Point annotation records

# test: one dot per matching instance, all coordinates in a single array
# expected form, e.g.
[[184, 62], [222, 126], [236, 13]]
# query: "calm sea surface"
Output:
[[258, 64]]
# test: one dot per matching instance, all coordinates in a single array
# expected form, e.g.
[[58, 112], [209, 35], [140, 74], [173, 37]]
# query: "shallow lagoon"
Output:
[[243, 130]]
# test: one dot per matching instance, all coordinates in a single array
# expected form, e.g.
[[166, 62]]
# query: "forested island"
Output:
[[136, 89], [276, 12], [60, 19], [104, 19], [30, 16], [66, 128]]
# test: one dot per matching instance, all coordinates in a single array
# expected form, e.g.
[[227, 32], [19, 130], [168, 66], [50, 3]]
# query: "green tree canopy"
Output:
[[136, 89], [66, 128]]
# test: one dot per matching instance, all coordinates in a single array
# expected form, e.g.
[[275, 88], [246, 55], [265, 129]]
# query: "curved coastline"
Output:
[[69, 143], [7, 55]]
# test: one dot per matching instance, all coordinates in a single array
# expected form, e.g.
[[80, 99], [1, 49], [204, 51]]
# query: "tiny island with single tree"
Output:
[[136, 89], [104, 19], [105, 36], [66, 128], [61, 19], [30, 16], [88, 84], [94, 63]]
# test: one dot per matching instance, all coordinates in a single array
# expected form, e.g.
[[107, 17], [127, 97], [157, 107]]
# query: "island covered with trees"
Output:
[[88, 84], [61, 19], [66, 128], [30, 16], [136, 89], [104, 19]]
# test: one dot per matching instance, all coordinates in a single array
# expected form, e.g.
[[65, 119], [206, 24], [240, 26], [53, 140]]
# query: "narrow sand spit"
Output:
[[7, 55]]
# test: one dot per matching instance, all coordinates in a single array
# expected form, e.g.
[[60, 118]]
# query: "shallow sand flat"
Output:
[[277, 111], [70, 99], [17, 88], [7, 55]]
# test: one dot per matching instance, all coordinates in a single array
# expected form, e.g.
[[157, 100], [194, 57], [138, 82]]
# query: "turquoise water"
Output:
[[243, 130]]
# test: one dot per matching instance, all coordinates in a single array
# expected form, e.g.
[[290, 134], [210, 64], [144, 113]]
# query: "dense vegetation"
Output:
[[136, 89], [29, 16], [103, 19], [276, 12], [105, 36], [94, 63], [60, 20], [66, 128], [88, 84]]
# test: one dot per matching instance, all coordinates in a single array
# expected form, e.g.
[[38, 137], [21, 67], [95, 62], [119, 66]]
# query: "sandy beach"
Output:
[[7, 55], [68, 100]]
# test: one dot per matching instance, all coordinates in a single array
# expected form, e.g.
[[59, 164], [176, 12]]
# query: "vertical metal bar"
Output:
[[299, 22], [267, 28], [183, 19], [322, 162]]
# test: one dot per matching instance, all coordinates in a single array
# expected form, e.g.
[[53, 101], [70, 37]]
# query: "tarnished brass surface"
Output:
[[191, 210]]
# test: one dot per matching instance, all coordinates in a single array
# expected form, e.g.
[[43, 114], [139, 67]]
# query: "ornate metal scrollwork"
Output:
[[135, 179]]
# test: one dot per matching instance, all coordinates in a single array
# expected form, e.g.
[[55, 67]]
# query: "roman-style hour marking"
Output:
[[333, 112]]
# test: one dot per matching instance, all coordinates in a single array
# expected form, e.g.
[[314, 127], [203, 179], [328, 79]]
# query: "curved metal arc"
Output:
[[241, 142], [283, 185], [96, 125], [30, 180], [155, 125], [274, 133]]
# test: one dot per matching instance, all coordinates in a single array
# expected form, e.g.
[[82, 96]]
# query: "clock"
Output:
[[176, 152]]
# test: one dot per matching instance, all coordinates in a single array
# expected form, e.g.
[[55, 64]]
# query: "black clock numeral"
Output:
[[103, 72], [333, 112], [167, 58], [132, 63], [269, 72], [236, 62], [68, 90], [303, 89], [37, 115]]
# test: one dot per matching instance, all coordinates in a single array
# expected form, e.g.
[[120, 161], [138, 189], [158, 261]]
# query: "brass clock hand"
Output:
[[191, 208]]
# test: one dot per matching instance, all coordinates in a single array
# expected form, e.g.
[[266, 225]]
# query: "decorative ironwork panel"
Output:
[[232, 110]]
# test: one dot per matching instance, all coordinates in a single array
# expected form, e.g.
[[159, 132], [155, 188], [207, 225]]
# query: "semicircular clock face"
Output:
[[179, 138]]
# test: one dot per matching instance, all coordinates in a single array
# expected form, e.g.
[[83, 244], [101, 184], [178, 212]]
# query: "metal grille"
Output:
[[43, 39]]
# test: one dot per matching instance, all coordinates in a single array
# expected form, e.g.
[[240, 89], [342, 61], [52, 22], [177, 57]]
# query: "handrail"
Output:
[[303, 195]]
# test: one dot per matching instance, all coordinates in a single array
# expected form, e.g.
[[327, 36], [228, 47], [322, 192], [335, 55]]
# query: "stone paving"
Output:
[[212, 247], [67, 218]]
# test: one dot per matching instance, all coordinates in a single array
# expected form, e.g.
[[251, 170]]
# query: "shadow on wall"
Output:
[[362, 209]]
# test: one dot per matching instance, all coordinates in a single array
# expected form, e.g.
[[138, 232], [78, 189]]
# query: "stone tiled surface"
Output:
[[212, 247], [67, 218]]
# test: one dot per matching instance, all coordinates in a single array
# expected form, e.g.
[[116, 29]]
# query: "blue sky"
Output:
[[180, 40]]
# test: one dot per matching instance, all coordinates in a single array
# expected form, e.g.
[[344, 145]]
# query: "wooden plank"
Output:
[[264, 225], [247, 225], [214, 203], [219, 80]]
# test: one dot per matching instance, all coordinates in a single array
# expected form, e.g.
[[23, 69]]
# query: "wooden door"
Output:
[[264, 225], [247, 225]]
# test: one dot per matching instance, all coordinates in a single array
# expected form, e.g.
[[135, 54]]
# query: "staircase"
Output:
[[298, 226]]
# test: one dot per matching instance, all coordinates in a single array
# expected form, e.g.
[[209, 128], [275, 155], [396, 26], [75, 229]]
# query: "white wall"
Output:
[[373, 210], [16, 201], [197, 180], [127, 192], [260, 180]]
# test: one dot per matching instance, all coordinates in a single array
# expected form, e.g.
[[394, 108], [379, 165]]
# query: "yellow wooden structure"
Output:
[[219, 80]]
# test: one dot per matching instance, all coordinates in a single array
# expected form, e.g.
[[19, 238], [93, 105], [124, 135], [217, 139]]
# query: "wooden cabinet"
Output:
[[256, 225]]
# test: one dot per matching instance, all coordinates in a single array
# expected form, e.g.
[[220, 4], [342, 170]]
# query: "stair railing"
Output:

= SHORT EXERCISE =
Swap every "expected form" in the records above for "sample format", and leave everything else as it is.

= PROBLEM SOLUTION =
# test: one dot per matching instance, all coordinates in a single array
# sample format, e.g.
[[184, 62], [222, 126], [236, 13]]
# query: "calm sea surface"
Output:
[[258, 64]]
# test: one dot per matching instance, all coordinates in a single array
# sample format, e.g.
[[58, 112], [209, 35], [140, 74], [173, 37]]
# query: "shallow lagoon"
Output:
[[243, 130]]
# test: one dot per matching instance, all coordinates in a single array
# sample format, e.g.
[[166, 62]]
# query: "forested island"
Output:
[[136, 89], [276, 12], [60, 19], [104, 19], [30, 16], [66, 128]]
# test: one dot per matching instance, all coordinates in a single array
# sample format, e.g.
[[227, 32], [19, 130], [168, 66], [50, 3]]
# query: "green tree canopy"
Output:
[[136, 89], [66, 128]]
# test: one dot per matching instance, all coordinates in a single array
# sample format, e.g.
[[275, 88], [246, 55], [265, 129]]
# query: "curved coastline"
Output:
[[69, 143], [7, 55]]
# test: one dot per matching instance, all coordinates in a single array
# sample format, e.g.
[[80, 99], [1, 49], [204, 51]]
# query: "tiny island with single tree"
Output:
[[136, 89], [104, 19], [105, 36], [66, 128], [61, 19], [30, 16], [88, 84], [94, 63]]
# test: one dot per matching instance, all coordinates in a single array
# sample format, e.g.
[[107, 17], [127, 97], [157, 107]]
# query: "island covered with trees"
Output:
[[88, 84], [61, 19], [66, 128], [30, 16], [136, 89], [104, 19]]
# test: one dot per matching instance, all coordinates in a single array
# sample format, e.g.
[[65, 119], [206, 24], [240, 26], [53, 140]]
# query: "narrow sand spit"
Output:
[[7, 55]]
# test: one dot per matching instance, all coordinates in a single array
# sample format, e.g.
[[60, 118]]
# query: "shallow sand flat"
Output:
[[277, 111], [70, 99], [17, 88], [7, 55]]
# test: one dot per matching instance, all coordinates in a single array
# sample format, e.g.
[[157, 100], [194, 57], [138, 82]]
# query: "turquoise water"
Output:
[[243, 130]]
# test: one dot per matching instance, all coordinates in a single array
# sample format, e.g.
[[290, 134], [210, 64], [144, 113]]
# query: "dense vegetation"
Output:
[[136, 89], [29, 16], [103, 19], [276, 12], [105, 36], [94, 63], [60, 20], [66, 128], [88, 84]]
# test: one dot per matching instance, all coordinates in a single array
# sample format, e.g.
[[38, 137], [21, 67], [95, 62], [119, 66]]
# query: "sandy beach"
Output:
[[7, 55], [68, 100]]
# test: one dot per matching instance, all coordinates in a single array
# sample format, e.g.
[[59, 164], [176, 12]]
# query: "vertical metal bar"
Output:
[[299, 22], [267, 28], [183, 19], [322, 162]]
# test: one dot per matching instance, all coordinates in a single array
# sample format, e.g.
[[53, 101], [70, 37]]
# query: "tarnished brass surface"
Output:
[[191, 210]]
# test: one dot per matching instance, all coordinates in a single array
# sample format, e.g.
[[43, 114], [139, 67]]
# query: "ornate metal scrollwork"
Output:
[[135, 179]]
# test: one dot per matching instance, all coordinates in a single array
# sample format, e.g.
[[55, 67]]
# query: "roman-style hour marking"
Output:
[[333, 112]]
# test: one dot per matching instance, all coordinates in a single array
# sample format, e.g.
[[314, 127], [203, 179], [328, 79]]
# query: "curved metal arc"
Output:
[[241, 142], [283, 185], [96, 125], [30, 180], [155, 125], [274, 133]]
# test: one dot per matching instance, all coordinates in a single array
# sample format, e.g.
[[82, 96]]
# query: "clock"
Output:
[[176, 152]]
# test: one dot per matching instance, all coordinates in a single array
# sample format, e.g.
[[55, 64]]
# query: "black clock numeral"
Output:
[[103, 72], [333, 112], [167, 58], [132, 63], [269, 72], [236, 62], [68, 90], [303, 89], [37, 115]]
# test: one dot per matching instance, all coordinates in a single array
# sample format, e.g.
[[120, 161], [138, 189], [158, 261]]
# query: "brass clock hand"
Output:
[[191, 208]]
# test: one dot per matching instance, all coordinates in a single array
# sample format, e.g.
[[266, 225]]
# query: "decorative ironwork panel"
Output:
[[232, 110]]
# test: one dot per matching instance, all coordinates in a single array
# sample format, e.g.
[[159, 132], [155, 188], [207, 225]]
# query: "semicircular clock face"
Output:
[[179, 138]]
# test: one dot per matching instance, all coordinates in a single array
# sample format, e.g.
[[83, 244], [101, 184], [178, 212]]
# query: "metal grille"
Output:
[[43, 39]]
# test: one dot per matching instance, all coordinates in a single array
# sample format, e.g.
[[240, 89], [342, 61], [52, 22], [177, 57]]
# query: "handrail"
Output:
[[303, 195]]
# test: one dot per matching instance, all coordinates in a single array
# sample format, e.g.
[[327, 36], [228, 47], [322, 192], [335, 55]]
# query: "stone paving"
Output:
[[212, 247], [67, 218]]
# test: one dot per matching instance, all coordinates in a single array
# sample format, e.g.
[[251, 170]]
# query: "shadow on wall"
Output:
[[362, 209]]
# test: one dot per matching instance, all coordinates in a single array
# sample format, e.g.
[[138, 232], [78, 189]]
# query: "stone tiled surface"
Output:
[[212, 247], [67, 218]]
# test: one dot per matching instance, all coordinates in a single array
# sample format, e.g.
[[116, 29]]
# query: "blue sky"
Output:
[[180, 40]]
# test: one dot per matching instance, all coordinates in a single array
# sample format, e.g.
[[344, 145]]
# query: "wooden plank"
Output:
[[264, 225], [247, 225], [214, 203], [219, 80]]
# test: one dot per matching instance, all coordinates in a single array
# sample format, e.g.
[[23, 69]]
# query: "wooden door"
Output:
[[264, 225], [247, 225]]
# test: one dot per matching instance, all coordinates in a single array
# sample format, e.g.
[[135, 54]]
# query: "staircase"
Output:
[[298, 226]]
# test: one dot per matching instance, all coordinates in a single array
# sample format, e.g.
[[209, 128], [275, 155], [396, 26], [75, 229]]
# query: "white wall"
Output:
[[373, 210], [16, 201], [197, 180], [127, 192], [260, 180]]
# test: one dot per matching instance, all coordinates in a single array
# sample format, e.g.
[[394, 108], [379, 165]]
# query: "yellow wooden structure"
Output:
[[219, 80]]
# test: one dot per matching instance, all coordinates in a single array
# sample format, e.g.
[[19, 238], [93, 105], [124, 135], [217, 139]]
# query: "wooden cabinet"
Output:
[[256, 225]]
# test: one dot per matching instance, all coordinates in a single array
# sample format, e.g.
[[220, 4], [342, 170]]
# query: "stair railing"
Output:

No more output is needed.